** START OF Supplied data **
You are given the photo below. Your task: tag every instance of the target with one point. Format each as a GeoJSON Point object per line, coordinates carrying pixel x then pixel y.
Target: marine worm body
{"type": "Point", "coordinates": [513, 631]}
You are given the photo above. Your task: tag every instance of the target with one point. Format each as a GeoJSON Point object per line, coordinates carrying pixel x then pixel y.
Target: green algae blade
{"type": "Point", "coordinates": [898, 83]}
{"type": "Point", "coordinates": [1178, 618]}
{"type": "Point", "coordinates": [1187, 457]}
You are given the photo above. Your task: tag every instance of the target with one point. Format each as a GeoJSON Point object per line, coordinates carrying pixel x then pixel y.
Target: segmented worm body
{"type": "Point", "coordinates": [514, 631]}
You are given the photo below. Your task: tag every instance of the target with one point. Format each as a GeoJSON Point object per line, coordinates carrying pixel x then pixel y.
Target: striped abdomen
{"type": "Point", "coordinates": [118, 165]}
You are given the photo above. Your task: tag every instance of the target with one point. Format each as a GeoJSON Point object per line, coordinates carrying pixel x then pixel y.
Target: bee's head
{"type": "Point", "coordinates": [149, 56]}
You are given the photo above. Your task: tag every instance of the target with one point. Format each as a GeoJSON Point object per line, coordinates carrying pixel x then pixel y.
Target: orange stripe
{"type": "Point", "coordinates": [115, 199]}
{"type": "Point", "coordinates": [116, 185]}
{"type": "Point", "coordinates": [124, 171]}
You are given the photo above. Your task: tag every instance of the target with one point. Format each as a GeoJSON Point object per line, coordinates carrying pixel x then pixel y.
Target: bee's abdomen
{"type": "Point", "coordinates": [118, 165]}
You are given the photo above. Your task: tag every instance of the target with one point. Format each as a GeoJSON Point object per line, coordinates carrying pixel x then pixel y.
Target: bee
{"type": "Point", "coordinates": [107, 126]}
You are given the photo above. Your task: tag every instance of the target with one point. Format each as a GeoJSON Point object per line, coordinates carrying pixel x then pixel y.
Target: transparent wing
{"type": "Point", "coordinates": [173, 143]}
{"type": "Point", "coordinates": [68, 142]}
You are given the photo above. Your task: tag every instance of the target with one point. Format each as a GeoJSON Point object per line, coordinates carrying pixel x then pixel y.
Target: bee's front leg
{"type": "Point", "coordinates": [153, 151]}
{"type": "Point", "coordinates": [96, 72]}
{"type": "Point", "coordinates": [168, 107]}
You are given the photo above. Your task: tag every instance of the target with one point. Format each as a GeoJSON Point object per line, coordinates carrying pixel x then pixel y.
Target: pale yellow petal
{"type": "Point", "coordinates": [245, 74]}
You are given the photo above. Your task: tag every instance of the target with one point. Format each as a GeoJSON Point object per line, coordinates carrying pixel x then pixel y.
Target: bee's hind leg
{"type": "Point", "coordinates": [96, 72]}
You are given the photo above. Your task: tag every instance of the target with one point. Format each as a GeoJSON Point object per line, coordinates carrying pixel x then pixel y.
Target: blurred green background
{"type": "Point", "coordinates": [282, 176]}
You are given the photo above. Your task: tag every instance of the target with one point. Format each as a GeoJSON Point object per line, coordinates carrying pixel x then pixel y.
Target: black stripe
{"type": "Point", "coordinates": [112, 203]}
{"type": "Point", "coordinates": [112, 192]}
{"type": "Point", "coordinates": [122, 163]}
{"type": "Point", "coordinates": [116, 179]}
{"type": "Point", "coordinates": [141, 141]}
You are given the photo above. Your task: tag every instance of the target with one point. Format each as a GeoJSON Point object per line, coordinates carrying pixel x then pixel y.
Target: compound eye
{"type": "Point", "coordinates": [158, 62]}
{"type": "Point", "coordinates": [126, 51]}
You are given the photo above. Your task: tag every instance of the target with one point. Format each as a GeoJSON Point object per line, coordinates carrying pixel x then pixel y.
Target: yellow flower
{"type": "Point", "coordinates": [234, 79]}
** END OF Supplied data **
• Written task
Type out the entries again, word for word.

• Exercise solution
You are given the photo below. Your task: tag every instance of the target with one point. Format each as a GeoJSON Point object per line, coordinates carrying pixel x then pixel y.
Target: marine worm body
{"type": "Point", "coordinates": [513, 631]}
You are given the photo above. Your task: tag every instance of the target with one point. Format each as a GeoJSON Point object per line, coordinates carrying pixel x then pixel y.
Target: green algae blade
{"type": "Point", "coordinates": [898, 83]}
{"type": "Point", "coordinates": [1178, 618]}
{"type": "Point", "coordinates": [1187, 457]}
You are given the photo above. Your task: tag every instance of the target with one point. Format each as a GeoJSON Point object per line, coordinates carrying pixel x then pixel y.
Target: segmented worm body
{"type": "Point", "coordinates": [514, 631]}
You are given the photo below. Your task: tag every instance of the target with one point. Format each as a GeoJSON Point object per line, coordinates carrying pixel x then pixel y.
Target: striped abdomen
{"type": "Point", "coordinates": [118, 165]}
You are given the photo above. Your task: tag every instance of the target with one point. Format each as a GeoJSON Point object per line, coordinates carrying pixel x then pixel y.
Target: bee's head
{"type": "Point", "coordinates": [149, 56]}
You are given the photo above. Your task: tag every instance of the target with one point. Format each as a GeoJSON Point object per line, coordinates carrying pixel x then pixel y.
Target: orange stripe
{"type": "Point", "coordinates": [115, 199]}
{"type": "Point", "coordinates": [116, 185]}
{"type": "Point", "coordinates": [124, 171]}
You are given the photo above. Your task: tag every instance of the target with one point. Format each as a GeoJSON Point object per line, coordinates carrying pixel x then pixel y.
Target: bee's abdomen
{"type": "Point", "coordinates": [118, 165]}
You are given the photo above. Your task: tag every instance of the target with one point. Format each as a GeoJSON Point object per line, coordinates carrying pixel x then pixel y.
Target: bee
{"type": "Point", "coordinates": [107, 126]}
You are given the photo above. Your task: tag every instance of the target with one point. Format each as a GeoJSON Point object per line, coordinates carrying pixel x then pixel y.
Target: transparent wing
{"type": "Point", "coordinates": [173, 143]}
{"type": "Point", "coordinates": [68, 142]}
You are given the photo above. Your task: tag every instance of the target with one point. Format each as a GeoJSON Point object per line, coordinates carrying pixel x then pixel y.
Target: bee's front leg
{"type": "Point", "coordinates": [153, 151]}
{"type": "Point", "coordinates": [96, 72]}
{"type": "Point", "coordinates": [168, 107]}
You are given the photo above. Your task: tag every instance of the target with one point. Format each as a GeoJSON Point object per line, coordinates carrying pixel x then pixel y.
Target: pale yellow petal
{"type": "Point", "coordinates": [245, 74]}
You are given the photo above. Your task: tag every instance of the target with one point. Format each as a GeoJSON Point object per line, coordinates carrying pixel x then pixel y.
Target: bee's hind leg
{"type": "Point", "coordinates": [96, 72]}
You are given the photo above. Your task: tag every instance of the target with one point. Format each as a GeoJSON Point object per line, coordinates carrying pixel x then pixel y.
Target: blurred green background
{"type": "Point", "coordinates": [282, 176]}
You are given the photo above. Your task: tag every instance of the target with one point. Format each as a GeoJSON Point object per line, coordinates carrying pixel x then pixel y.
Target: black stripe
{"type": "Point", "coordinates": [112, 203]}
{"type": "Point", "coordinates": [112, 192]}
{"type": "Point", "coordinates": [122, 163]}
{"type": "Point", "coordinates": [116, 179]}
{"type": "Point", "coordinates": [141, 141]}
You are given the photo above. Your task: tag every instance of the target with one point. Format each as a GeoJSON Point object per line, coordinates carrying pixel x then pixel y.
Target: compound eye
{"type": "Point", "coordinates": [158, 62]}
{"type": "Point", "coordinates": [126, 51]}
You are given the photo above. Your task: tag every instance of the target with one point. Format each as a GeoJSON Point object per line, coordinates carrying pixel x then pixel y.
Target: yellow flower
{"type": "Point", "coordinates": [234, 79]}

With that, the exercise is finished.